[begin Records for processing]

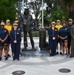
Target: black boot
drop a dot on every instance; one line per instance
(0, 58)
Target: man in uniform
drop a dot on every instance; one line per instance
(15, 36)
(9, 28)
(53, 36)
(27, 25)
(69, 37)
(58, 26)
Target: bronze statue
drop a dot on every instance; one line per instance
(27, 27)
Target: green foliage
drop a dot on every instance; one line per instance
(7, 9)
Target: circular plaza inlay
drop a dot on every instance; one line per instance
(19, 72)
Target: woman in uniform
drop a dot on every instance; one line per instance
(15, 36)
(3, 41)
(53, 36)
(58, 26)
(63, 35)
(9, 28)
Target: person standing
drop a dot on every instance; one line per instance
(9, 28)
(69, 37)
(3, 40)
(58, 26)
(53, 36)
(72, 41)
(15, 36)
(27, 27)
(63, 35)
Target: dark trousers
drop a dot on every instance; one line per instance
(25, 37)
(15, 50)
(53, 44)
(69, 43)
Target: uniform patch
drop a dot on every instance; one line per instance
(19, 29)
(4, 30)
(55, 29)
(65, 28)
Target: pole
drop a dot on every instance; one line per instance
(42, 15)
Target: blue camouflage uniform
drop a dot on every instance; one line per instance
(15, 35)
(3, 34)
(53, 43)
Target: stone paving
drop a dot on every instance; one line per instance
(40, 64)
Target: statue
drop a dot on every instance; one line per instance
(27, 27)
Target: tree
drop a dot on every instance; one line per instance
(7, 10)
(69, 4)
(35, 6)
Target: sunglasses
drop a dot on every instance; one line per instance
(15, 25)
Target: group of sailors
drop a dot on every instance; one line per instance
(10, 35)
(61, 34)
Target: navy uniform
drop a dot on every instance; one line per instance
(3, 40)
(27, 27)
(64, 32)
(72, 41)
(15, 35)
(53, 33)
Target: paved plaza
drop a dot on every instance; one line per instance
(37, 63)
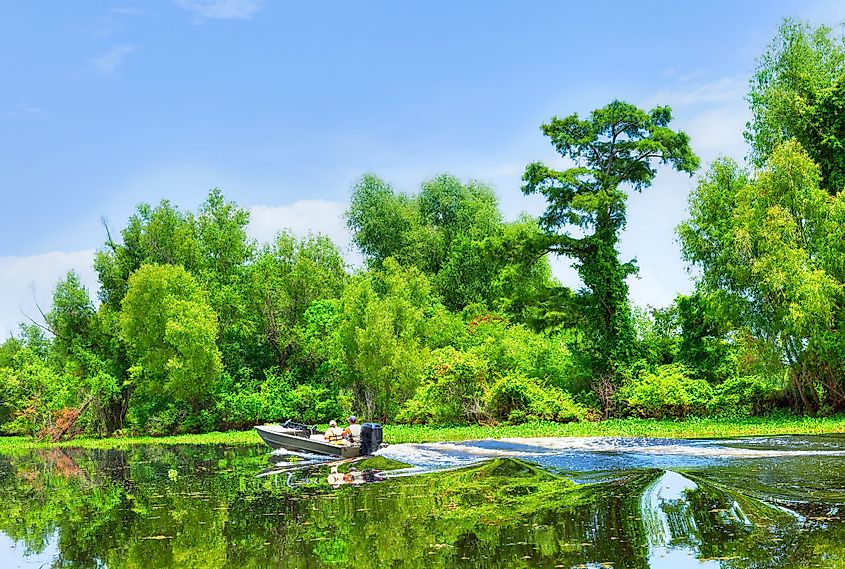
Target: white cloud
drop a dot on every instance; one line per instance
(301, 218)
(647, 289)
(25, 108)
(718, 131)
(222, 9)
(687, 94)
(22, 278)
(112, 60)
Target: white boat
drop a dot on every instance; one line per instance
(299, 439)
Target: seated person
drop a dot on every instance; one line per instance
(352, 433)
(334, 434)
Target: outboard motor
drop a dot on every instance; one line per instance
(370, 438)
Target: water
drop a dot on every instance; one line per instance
(546, 502)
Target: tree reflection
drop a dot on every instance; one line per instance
(204, 507)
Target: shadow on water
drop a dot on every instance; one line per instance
(527, 503)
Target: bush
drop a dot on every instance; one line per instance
(251, 402)
(453, 390)
(518, 398)
(668, 392)
(747, 395)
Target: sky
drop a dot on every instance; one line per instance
(283, 105)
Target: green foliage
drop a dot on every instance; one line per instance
(618, 145)
(170, 330)
(455, 385)
(455, 235)
(380, 339)
(770, 247)
(518, 398)
(747, 395)
(797, 93)
(668, 392)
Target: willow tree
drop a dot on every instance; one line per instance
(771, 247)
(616, 149)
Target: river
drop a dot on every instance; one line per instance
(547, 502)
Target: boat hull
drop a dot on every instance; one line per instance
(281, 437)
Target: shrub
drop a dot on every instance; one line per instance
(669, 391)
(518, 398)
(453, 390)
(747, 395)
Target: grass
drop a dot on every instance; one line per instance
(686, 429)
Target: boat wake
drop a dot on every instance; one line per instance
(596, 453)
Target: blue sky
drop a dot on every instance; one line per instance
(283, 105)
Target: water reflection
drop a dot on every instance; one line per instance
(552, 504)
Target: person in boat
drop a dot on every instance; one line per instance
(352, 433)
(333, 434)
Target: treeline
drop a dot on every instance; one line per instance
(455, 316)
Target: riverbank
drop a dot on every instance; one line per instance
(686, 429)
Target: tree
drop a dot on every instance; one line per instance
(454, 233)
(286, 278)
(771, 245)
(798, 92)
(381, 337)
(170, 330)
(616, 146)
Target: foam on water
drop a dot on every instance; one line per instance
(599, 453)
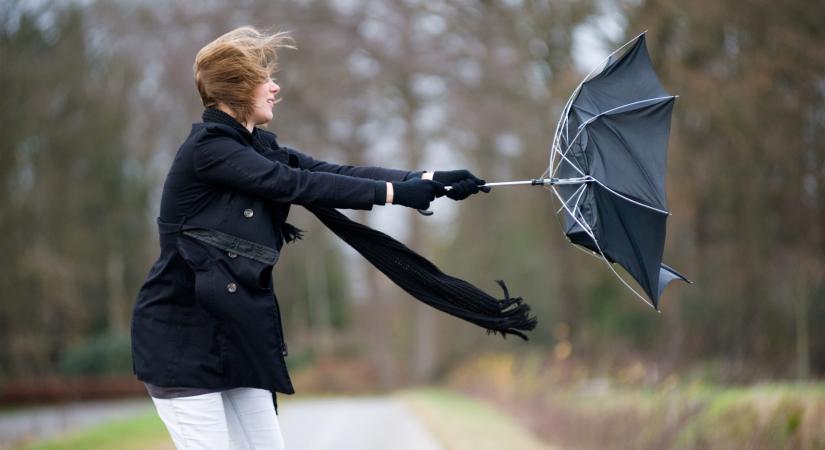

[end Records for processing]

#### [Challenge]
Locate every line in the material that contains the string "plaza" and copy each of those lines in full.

#### [Correct result]
Target: circular plaza inlay
Target: paved plaza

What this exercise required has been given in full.